_Stored rows_.
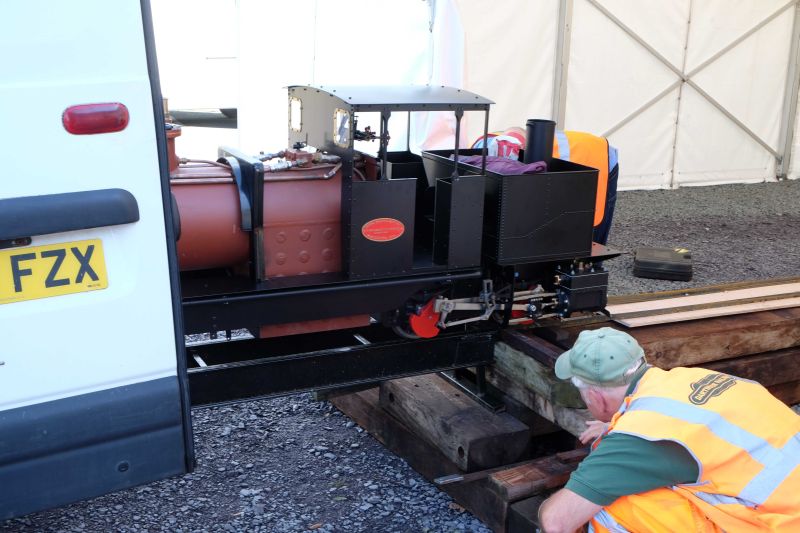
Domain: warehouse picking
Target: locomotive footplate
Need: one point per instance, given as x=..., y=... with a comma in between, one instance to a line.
x=238, y=370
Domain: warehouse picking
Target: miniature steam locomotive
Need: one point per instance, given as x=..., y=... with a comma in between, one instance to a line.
x=323, y=236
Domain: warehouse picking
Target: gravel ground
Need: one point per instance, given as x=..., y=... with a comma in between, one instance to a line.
x=293, y=464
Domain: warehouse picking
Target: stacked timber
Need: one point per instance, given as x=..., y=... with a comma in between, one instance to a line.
x=504, y=496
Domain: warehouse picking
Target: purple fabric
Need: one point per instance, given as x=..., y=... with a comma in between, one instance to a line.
x=505, y=166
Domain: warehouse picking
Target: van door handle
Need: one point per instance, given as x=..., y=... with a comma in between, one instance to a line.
x=27, y=216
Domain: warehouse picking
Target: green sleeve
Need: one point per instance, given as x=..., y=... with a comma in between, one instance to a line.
x=624, y=464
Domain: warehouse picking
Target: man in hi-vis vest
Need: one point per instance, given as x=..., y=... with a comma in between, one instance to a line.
x=675, y=451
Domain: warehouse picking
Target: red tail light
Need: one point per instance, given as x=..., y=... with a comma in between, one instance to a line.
x=89, y=119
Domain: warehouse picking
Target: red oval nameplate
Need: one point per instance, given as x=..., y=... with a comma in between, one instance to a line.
x=383, y=229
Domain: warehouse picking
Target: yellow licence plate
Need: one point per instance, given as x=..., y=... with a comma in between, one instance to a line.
x=51, y=270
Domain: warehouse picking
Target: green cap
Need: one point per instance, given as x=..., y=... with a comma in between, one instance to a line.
x=600, y=357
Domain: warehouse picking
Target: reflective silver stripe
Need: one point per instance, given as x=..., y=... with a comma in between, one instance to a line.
x=778, y=463
x=770, y=478
x=563, y=145
x=721, y=499
x=605, y=519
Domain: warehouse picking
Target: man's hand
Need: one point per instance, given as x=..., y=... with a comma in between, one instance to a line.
x=565, y=512
x=594, y=428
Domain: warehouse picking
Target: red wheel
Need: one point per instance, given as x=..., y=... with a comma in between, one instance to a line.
x=424, y=323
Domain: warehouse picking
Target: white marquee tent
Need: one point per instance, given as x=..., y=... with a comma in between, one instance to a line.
x=692, y=92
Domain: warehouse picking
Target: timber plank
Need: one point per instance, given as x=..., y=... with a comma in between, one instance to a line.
x=465, y=432
x=536, y=347
x=571, y=420
x=364, y=409
x=533, y=478
x=540, y=378
x=772, y=368
x=707, y=312
x=650, y=296
x=724, y=297
x=788, y=393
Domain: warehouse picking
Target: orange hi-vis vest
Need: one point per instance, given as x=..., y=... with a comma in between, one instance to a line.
x=746, y=444
x=591, y=151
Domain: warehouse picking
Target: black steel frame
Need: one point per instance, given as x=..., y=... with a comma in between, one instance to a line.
x=243, y=370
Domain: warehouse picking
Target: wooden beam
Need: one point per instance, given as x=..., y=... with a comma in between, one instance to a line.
x=364, y=409
x=708, y=312
x=723, y=297
x=540, y=378
x=533, y=478
x=769, y=369
x=536, y=347
x=465, y=432
x=703, y=341
x=650, y=296
x=788, y=393
x=571, y=420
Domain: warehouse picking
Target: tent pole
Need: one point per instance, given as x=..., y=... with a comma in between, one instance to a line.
x=563, y=39
x=672, y=181
x=784, y=159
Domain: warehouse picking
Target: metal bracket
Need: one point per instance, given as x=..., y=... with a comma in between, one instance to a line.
x=475, y=389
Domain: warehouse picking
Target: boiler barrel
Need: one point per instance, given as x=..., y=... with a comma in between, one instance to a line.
x=211, y=223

_Stated problem_. Lay out the data as a numbered list, from its first line through the line that contains "x=675, y=451", with blank lines dropped. Leave the pictures out.

_Response to the exercise_.
1. Domain: warehouse picking
2. Target: locomotive footplate
3. Need: one point per instance, given as x=..., y=... with a comma in between, one instance to a line.
4. x=238, y=370
5. Domain: warehouse picking
6. Target: miniature steam locomotive
7. Need: one point per instance, given as x=..., y=... with a comma in between, one instance to a line.
8. x=323, y=236
9. Domain: warehouse picking
10. Target: gravel ground
11. Need: one point per instance, given as x=..., y=... with a comma in between, one instance to a line.
12. x=293, y=464
13. Domain: warehouse picking
14. Target: stacked timber
15. Need: one point per instance, given as x=..., y=... with a comma in between, one instance to a line.
16. x=504, y=496
17. Domain: warehouse picking
18. Target: purple fabric
19. Need: one point per instance, given as x=..., y=... with a comma in between, one instance to a line.
20. x=505, y=166
21. Domain: warehouse picking
22. Target: van door handle
23. Need: one point per instance, given as x=..., y=... with a comma in between, one instance to a line.
24. x=27, y=216
25. Domain: warehouse picking
26. Target: green sleeve
27. Need: one point per instance, given as x=..., y=... with a comma in between, one instance to a line.
28. x=624, y=464
29. Domain: warehouse picking
30. Target: man in hi-vis vest
31. Need: one point per instance, given as x=..., y=... with a comma in between, one instance to a line.
32. x=675, y=451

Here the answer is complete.